**Aim**:
Count the lines in the records below that contain the string "swiss" and give only that number.

Items listed in a dataset:
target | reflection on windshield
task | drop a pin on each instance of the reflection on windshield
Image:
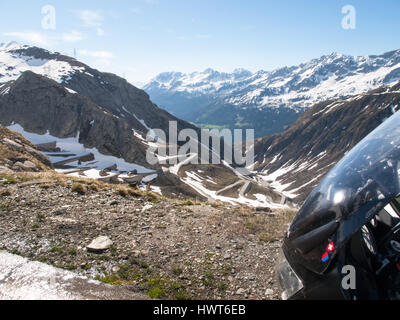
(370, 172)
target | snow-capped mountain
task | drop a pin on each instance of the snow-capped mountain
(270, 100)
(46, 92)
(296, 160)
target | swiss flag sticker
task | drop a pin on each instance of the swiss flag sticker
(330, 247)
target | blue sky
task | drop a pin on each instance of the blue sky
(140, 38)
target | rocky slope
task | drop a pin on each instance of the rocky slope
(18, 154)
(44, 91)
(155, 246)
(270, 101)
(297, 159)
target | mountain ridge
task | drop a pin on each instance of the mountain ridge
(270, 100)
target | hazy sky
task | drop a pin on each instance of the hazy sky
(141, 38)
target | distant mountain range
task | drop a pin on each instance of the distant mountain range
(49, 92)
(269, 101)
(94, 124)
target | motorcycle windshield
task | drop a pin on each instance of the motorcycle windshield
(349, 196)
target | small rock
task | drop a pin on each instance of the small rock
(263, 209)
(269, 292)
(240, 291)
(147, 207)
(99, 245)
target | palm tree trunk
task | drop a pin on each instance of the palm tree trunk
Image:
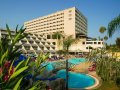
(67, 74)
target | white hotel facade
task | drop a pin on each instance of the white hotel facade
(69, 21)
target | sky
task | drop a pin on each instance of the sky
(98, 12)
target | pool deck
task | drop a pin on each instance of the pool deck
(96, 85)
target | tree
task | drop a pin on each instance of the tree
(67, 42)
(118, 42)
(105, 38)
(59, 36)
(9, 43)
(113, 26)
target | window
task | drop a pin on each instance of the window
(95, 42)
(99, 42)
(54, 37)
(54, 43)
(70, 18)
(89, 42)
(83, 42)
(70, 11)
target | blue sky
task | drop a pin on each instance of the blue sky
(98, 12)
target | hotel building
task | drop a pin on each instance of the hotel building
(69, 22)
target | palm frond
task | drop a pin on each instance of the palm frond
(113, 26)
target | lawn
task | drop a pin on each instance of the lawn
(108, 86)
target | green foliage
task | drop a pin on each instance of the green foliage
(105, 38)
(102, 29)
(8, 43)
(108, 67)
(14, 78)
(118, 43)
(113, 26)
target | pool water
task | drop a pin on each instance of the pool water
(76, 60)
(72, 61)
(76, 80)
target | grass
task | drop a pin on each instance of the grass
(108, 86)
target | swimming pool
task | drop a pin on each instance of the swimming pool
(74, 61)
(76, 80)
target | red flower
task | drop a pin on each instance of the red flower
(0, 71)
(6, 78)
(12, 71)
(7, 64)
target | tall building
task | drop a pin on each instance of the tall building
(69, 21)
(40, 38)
--
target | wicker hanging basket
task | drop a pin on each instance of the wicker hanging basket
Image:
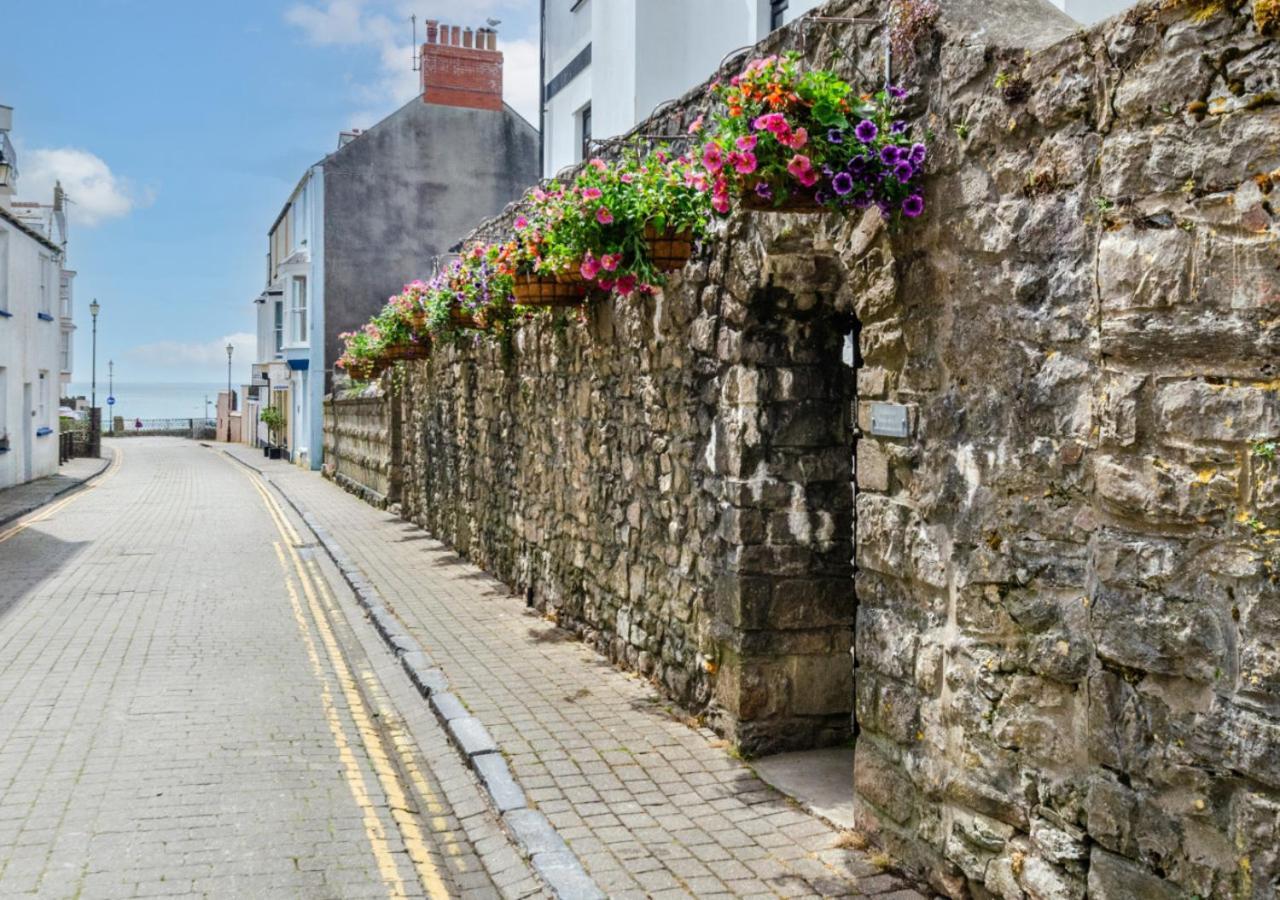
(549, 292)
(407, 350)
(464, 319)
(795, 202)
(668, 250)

**Result of this exercise**:
2